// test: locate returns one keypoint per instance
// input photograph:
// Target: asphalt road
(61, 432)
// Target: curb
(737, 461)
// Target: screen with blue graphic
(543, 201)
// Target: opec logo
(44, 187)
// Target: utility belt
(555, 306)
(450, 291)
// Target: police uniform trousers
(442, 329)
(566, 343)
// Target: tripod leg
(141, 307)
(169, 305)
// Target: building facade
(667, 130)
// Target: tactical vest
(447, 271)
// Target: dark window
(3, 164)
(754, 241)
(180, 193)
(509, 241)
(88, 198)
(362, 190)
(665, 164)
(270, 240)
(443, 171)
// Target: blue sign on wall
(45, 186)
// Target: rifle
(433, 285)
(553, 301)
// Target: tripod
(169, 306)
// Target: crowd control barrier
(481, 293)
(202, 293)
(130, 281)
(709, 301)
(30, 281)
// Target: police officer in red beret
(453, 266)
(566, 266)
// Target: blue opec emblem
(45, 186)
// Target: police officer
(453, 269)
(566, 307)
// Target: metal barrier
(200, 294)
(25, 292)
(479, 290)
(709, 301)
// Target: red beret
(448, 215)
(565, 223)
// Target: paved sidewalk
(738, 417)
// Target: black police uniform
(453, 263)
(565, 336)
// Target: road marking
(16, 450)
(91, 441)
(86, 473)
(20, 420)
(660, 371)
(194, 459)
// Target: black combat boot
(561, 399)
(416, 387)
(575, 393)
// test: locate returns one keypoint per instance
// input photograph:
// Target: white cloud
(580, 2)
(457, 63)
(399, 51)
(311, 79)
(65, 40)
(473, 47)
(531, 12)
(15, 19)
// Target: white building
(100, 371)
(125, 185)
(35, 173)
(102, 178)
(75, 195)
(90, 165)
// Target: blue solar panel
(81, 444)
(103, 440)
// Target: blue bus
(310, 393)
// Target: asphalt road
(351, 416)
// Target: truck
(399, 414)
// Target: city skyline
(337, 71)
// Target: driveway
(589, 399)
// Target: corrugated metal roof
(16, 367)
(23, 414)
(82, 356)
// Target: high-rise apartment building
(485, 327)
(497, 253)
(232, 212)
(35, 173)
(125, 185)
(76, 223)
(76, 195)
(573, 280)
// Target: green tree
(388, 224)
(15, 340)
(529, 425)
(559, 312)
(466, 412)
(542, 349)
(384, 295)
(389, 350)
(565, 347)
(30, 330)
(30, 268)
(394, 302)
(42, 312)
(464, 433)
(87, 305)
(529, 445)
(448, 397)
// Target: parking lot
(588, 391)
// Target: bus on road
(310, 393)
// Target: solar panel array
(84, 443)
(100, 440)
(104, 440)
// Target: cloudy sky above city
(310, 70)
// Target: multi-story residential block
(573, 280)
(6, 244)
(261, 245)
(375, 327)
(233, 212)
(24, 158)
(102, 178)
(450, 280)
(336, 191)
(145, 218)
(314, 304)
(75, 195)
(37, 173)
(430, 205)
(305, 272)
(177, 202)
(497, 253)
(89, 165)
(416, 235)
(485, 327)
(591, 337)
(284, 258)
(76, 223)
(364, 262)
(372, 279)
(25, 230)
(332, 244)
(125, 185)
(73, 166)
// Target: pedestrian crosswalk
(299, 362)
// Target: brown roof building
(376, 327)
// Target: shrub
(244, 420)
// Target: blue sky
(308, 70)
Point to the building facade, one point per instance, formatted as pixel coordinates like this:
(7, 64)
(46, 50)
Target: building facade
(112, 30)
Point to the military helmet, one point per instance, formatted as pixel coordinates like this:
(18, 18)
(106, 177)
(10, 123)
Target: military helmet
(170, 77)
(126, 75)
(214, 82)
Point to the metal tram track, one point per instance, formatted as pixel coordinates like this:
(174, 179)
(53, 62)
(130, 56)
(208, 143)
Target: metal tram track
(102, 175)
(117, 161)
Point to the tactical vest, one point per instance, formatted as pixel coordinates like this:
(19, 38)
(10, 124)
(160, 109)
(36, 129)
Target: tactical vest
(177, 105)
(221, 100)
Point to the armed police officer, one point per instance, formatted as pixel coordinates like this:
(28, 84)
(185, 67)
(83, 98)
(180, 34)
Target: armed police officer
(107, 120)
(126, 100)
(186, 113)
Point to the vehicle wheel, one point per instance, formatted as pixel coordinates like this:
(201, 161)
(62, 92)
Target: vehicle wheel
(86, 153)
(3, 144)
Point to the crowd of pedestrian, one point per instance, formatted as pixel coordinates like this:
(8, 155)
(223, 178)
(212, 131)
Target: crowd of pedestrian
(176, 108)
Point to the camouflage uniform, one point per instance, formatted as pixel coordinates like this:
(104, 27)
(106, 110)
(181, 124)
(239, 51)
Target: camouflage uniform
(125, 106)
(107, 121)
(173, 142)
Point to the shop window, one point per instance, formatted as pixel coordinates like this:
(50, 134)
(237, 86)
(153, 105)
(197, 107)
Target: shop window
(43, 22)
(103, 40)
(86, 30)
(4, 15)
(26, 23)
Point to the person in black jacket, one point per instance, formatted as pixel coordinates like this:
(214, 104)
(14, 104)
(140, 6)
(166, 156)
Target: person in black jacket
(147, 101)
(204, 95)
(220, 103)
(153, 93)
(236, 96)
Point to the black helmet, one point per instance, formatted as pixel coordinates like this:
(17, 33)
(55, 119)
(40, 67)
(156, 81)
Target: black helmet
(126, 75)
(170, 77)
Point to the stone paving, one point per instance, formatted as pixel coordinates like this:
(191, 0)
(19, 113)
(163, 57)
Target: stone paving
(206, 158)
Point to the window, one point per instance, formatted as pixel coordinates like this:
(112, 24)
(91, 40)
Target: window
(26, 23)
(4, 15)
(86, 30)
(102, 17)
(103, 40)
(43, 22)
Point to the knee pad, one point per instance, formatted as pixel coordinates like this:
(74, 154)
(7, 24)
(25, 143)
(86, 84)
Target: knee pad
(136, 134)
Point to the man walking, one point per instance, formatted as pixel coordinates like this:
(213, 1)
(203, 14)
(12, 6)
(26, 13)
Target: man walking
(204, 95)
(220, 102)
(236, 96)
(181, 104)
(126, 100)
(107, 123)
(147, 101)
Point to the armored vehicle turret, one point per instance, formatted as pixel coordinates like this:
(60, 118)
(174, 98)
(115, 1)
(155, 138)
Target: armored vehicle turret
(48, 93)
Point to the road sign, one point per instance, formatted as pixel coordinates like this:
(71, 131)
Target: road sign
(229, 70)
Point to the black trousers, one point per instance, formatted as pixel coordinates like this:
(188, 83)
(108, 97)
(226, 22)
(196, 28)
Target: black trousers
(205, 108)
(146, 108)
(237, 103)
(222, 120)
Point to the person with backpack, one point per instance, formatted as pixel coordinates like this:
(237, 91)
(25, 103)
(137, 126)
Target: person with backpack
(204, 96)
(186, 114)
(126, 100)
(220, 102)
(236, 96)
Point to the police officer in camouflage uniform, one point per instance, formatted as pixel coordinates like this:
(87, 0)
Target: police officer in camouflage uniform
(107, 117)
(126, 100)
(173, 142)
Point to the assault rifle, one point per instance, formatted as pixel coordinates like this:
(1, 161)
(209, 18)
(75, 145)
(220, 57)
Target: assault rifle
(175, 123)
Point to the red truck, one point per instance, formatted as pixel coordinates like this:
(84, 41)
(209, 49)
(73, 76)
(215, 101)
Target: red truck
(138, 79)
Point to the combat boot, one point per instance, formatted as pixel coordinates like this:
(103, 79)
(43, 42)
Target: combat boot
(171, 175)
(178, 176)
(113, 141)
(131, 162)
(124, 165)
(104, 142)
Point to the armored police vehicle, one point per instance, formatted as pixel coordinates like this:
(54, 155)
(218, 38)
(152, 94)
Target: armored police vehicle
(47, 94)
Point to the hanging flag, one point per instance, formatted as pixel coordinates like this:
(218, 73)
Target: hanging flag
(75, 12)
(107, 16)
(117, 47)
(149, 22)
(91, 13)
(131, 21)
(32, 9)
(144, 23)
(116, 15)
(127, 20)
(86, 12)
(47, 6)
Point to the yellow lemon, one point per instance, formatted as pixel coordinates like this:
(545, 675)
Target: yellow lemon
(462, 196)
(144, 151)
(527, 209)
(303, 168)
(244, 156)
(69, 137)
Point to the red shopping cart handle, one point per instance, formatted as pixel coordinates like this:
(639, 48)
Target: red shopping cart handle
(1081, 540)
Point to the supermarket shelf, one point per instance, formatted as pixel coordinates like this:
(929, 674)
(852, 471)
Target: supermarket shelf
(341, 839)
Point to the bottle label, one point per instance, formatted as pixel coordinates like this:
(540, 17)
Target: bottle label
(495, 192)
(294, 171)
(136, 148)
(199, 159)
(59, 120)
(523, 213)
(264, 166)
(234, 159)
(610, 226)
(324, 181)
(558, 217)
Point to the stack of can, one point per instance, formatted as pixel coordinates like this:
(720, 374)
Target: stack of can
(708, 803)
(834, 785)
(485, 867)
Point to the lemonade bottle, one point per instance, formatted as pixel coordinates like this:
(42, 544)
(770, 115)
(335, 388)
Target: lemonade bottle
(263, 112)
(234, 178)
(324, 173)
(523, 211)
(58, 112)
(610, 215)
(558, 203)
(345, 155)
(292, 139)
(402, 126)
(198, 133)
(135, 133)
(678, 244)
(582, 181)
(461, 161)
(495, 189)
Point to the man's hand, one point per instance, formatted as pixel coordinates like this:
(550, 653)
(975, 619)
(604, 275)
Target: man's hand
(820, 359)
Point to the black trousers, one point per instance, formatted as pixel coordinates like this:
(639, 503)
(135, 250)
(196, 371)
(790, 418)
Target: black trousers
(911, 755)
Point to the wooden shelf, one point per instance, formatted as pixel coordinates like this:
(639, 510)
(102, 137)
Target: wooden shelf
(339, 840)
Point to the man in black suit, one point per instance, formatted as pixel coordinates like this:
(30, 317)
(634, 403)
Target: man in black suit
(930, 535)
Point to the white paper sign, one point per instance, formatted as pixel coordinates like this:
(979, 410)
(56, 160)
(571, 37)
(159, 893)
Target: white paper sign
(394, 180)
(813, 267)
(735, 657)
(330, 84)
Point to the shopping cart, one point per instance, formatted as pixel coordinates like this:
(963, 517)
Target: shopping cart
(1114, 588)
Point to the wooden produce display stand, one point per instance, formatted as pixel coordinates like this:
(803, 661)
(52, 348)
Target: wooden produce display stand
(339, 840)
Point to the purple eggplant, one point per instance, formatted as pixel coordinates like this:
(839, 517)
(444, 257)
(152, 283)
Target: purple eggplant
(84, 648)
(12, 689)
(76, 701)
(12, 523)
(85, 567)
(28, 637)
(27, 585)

Set problem: Locate the line that contains "Point to the man's". Repeat it and every line after it, up to and including the final line, exactly.

Task response:
Point to the man's hand, one point per instance, formatted as pixel coordinates like this:
(550, 653)
(975, 619)
(604, 275)
Target: man's hand
(820, 359)
Point to the black trousers, one point per instance, formatted as pixel coordinates like this:
(639, 503)
(135, 250)
(196, 371)
(790, 418)
Target: black trousers
(911, 755)
Point to the wooden shelf, one point per instance, formatted as pixel coordinates like this:
(639, 510)
(102, 137)
Target: wooden shelf
(339, 840)
Point to the man in black suit, one point per instance, formatted as pixel coordinates like this:
(30, 317)
(634, 403)
Target: man in black suit
(930, 535)
Point to the white paper sign, one point per instance, formatted as pixel coordinates like this:
(979, 410)
(56, 160)
(571, 37)
(159, 893)
Target: white paper sign
(394, 180)
(813, 267)
(735, 657)
(330, 84)
Point to the shopping cart, one point per instance, formatted as pixel coordinates like this:
(963, 517)
Target: shopping cart
(1114, 588)
Point to the wooden produce display stand, one point per instance, formatted as pixel coordinates like this:
(803, 661)
(52, 348)
Target: wooden produce display stand
(339, 840)
Point to the purple eggplant, one point per instance, formatted as pixel coordinates like this:
(839, 517)
(444, 257)
(152, 283)
Target: purple eggplant
(84, 648)
(12, 689)
(76, 701)
(12, 523)
(85, 567)
(28, 637)
(27, 585)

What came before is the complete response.